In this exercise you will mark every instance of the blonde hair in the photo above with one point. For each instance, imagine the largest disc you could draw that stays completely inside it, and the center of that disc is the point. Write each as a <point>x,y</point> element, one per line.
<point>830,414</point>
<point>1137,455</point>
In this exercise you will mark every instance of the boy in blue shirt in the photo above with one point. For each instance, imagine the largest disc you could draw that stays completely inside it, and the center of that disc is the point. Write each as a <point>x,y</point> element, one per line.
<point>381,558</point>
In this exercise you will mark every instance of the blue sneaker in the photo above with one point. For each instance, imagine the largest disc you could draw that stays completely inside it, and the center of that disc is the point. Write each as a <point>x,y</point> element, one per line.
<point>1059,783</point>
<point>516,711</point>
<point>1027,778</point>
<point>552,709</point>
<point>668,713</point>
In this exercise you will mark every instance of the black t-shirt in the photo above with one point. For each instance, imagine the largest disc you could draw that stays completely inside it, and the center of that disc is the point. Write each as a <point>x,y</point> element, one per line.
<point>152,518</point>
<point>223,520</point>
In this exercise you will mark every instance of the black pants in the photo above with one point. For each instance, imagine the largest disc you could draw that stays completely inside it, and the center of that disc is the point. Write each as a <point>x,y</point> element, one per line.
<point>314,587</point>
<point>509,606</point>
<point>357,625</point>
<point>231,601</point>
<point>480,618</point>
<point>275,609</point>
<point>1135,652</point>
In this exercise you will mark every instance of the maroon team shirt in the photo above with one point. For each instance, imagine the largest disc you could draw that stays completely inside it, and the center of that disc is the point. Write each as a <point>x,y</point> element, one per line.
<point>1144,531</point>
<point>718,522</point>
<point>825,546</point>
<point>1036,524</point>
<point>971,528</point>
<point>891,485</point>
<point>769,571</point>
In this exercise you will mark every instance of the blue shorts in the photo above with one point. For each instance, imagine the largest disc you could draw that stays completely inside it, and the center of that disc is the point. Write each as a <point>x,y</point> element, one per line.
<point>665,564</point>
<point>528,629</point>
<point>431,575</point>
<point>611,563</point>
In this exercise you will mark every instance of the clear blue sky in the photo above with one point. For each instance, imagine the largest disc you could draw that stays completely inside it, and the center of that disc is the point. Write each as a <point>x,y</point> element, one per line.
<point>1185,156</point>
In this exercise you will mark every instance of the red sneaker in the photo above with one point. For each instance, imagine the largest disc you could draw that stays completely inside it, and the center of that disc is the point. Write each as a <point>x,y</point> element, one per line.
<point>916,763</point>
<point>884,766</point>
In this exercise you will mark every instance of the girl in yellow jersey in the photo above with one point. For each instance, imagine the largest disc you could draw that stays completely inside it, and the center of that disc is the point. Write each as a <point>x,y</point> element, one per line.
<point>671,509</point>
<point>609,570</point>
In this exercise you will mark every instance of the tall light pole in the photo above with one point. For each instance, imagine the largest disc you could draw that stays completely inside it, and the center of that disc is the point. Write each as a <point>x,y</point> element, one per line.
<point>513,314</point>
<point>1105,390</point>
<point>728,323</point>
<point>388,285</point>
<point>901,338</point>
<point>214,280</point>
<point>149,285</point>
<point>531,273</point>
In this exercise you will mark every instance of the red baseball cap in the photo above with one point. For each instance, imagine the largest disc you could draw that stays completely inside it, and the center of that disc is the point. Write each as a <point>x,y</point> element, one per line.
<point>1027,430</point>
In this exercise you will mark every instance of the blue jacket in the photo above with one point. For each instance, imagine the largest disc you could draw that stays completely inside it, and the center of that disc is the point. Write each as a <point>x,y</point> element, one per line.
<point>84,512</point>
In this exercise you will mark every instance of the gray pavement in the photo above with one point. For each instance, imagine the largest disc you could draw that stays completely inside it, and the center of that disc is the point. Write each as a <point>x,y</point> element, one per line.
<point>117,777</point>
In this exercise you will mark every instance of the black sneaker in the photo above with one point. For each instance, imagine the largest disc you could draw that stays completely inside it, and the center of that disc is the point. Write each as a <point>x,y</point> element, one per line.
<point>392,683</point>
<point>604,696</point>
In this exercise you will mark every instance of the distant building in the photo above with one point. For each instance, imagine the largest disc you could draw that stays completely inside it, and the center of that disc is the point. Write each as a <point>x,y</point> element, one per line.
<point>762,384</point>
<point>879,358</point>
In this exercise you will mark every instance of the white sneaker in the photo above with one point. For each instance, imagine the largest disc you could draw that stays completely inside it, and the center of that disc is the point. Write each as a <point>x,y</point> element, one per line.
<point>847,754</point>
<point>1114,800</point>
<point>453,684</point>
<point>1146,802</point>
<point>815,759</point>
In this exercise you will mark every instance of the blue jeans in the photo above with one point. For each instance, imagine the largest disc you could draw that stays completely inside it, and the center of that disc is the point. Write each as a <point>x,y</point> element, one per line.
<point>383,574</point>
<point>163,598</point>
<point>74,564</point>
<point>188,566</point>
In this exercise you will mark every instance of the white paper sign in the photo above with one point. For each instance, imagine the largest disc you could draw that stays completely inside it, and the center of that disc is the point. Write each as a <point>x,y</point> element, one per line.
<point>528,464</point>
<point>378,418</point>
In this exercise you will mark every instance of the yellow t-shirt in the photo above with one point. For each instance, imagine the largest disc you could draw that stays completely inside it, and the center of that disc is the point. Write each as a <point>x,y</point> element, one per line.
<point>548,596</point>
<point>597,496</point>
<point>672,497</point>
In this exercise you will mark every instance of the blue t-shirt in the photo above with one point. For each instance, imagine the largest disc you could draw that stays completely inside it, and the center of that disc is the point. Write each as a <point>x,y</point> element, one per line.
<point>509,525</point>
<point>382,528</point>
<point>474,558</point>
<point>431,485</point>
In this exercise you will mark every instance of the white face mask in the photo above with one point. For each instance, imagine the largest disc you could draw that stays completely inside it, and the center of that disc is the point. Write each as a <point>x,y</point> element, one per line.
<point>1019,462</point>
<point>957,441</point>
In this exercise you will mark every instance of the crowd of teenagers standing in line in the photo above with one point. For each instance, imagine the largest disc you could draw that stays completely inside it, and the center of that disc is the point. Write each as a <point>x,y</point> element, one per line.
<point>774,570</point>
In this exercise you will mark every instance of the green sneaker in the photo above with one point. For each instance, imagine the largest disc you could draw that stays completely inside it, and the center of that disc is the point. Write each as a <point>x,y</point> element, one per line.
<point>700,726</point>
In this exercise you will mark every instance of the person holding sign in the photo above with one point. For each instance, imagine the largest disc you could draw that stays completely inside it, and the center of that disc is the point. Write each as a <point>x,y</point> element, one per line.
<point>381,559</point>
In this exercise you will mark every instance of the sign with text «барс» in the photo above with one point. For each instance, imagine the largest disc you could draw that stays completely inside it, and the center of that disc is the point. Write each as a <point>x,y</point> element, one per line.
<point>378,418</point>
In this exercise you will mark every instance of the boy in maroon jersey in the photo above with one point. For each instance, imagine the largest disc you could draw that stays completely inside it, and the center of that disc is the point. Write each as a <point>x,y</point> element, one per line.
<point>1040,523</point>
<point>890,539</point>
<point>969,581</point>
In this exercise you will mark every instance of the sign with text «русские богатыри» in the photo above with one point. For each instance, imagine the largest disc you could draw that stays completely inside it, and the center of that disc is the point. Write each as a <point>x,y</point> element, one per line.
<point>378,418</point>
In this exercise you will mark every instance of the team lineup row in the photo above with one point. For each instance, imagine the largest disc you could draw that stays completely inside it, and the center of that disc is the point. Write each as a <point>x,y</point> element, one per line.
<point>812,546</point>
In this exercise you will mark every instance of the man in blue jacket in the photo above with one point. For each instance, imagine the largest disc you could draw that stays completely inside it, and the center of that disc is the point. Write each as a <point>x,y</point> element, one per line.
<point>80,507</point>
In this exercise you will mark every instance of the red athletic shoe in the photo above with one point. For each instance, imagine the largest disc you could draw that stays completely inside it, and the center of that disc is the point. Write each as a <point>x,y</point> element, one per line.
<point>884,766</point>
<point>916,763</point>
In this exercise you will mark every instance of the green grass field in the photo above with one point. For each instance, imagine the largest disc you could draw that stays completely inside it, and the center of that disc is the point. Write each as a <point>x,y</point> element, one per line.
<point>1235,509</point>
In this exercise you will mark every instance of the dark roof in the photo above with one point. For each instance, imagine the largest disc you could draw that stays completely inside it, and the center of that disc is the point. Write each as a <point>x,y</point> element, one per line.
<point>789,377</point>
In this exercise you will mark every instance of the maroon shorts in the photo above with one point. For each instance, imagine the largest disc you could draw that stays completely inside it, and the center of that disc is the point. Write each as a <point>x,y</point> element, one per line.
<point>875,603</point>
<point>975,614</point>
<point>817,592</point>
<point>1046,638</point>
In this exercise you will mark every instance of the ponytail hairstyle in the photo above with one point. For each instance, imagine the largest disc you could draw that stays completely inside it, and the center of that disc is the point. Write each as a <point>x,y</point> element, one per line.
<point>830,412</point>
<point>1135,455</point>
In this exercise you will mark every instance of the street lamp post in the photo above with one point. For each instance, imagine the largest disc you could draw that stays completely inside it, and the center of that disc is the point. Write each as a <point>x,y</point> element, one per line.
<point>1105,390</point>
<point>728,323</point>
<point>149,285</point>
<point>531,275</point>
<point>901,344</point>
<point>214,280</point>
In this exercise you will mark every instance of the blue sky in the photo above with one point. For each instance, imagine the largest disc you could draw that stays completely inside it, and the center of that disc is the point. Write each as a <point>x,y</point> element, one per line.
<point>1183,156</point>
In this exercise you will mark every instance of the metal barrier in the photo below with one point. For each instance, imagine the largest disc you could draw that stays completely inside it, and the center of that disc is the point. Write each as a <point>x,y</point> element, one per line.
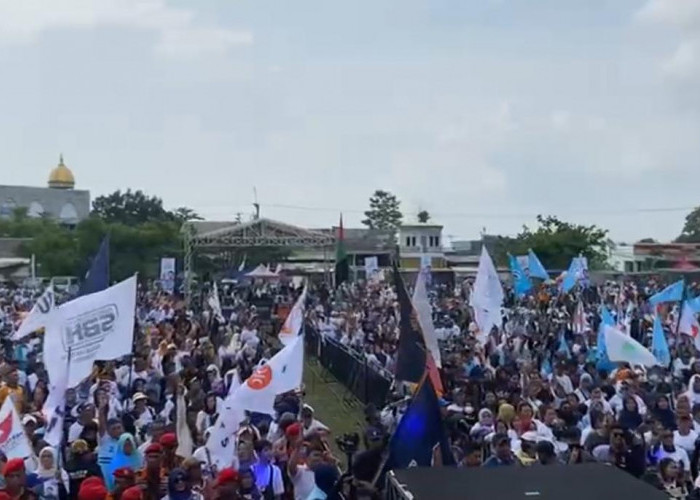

......

#### Given request:
Can you reproduce the items word for word, starting at their first line and stopping after the line that contains "<point>1137,455</point>"?

#### Response:
In this exercise you will mark every instance of the blonde hair in the photo above with one point. For each instance, imagine the largest disc you could draw that stays completely inside it, and the center of that disc is the point. Write each as a <point>x,y</point> element, one per line.
<point>830,414</point>
<point>1137,455</point>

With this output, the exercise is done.